# GIVEN PROBLEM:
Return each line of the material below unchanged, character for character.

(Excerpts from a location annotation dataset)
"""

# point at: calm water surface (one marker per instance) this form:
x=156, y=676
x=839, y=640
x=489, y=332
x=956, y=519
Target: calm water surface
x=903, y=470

"""

# OUTPUT FOR THIS TASK:
# point at: calm water surface (one marker per instance) this form:
x=156, y=676
x=839, y=640
x=489, y=332
x=956, y=519
Target: calm water surface
x=903, y=470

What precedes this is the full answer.